_HOW TO COMPLETE THIS TASK_
Reproduce the part of the passage on "greedflation" and the proposed pricing inquiry that begins with "It is hardly" and runs on through "in the market.".

_DOCUMENT PASSAGE_
────────────────

That shift in demand resulted in some extra production (more jobs). However, as the rise in demand exceeded the productive capacity of the economy, companies could charge more for their goods. The profit maximising behaviour of companies meant higher prices (inflation) and higher profits.  

‘Greedflation’ is not the cause of the current mess, it is evidence of poor monetary and fiscal policy. An Economist headline put it more simply, “Greedflation is a nonsense idea”. 

This lack of foundation is not the only problem with the ACTU’s proposed inquiry into unfair pricing.  

In an opinion piece this week, Professor Fels justified his participation on the basis that companies might have “unfairly and unjustifiably increase[d] prices” and therefore a responsible government should take steps to ensure this price gouging wasn’t happening. 

It is hardly surprising that Professor Fels would express such a view, he was the head of an institution (the ACCC) whose fundamental premise is that government is the protector and guarantor of competition in the market.  

This premise, too, is incorrect. Competition policy is mostly about protecting smaller companies from bigger ones, often at the expense of consumers. As markets have become more globalised, and barriers to entry (both natural and government created) have fallen, competition has increased. Governments should not stand in the way.  

In fact the whole idea that the government has any business stating what a ‘fair’ price is for goods and services is patently absurd. The fair price for a good is the price agreed between willing buyers and sellers in an informed market. Government’s role is to police fraud and misrepresentation, not competition.  

Not that government hasn’t tried — grocery watch, fuel watch, energy watch, YourSuper, anti-dumping laws — the policy graveyard is littered with failed or mostly ineffective government policies aimed at rooting out so-called price gouging.

────────────────

_DATA BLOCK_
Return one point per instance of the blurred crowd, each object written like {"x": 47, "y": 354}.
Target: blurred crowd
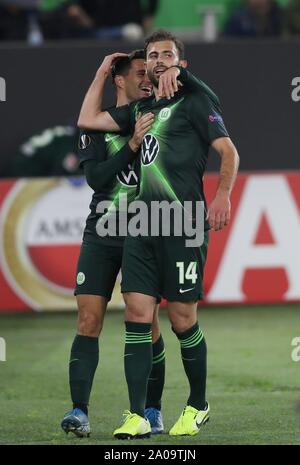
{"x": 39, "y": 20}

────────────────

_RESPONSE AREA_
It is hardly surprising that Professor Fels would express such a view, he was the head of an institution (the ACCC) whose fundamental premise is that government is the protector and guarantor of competition in the market.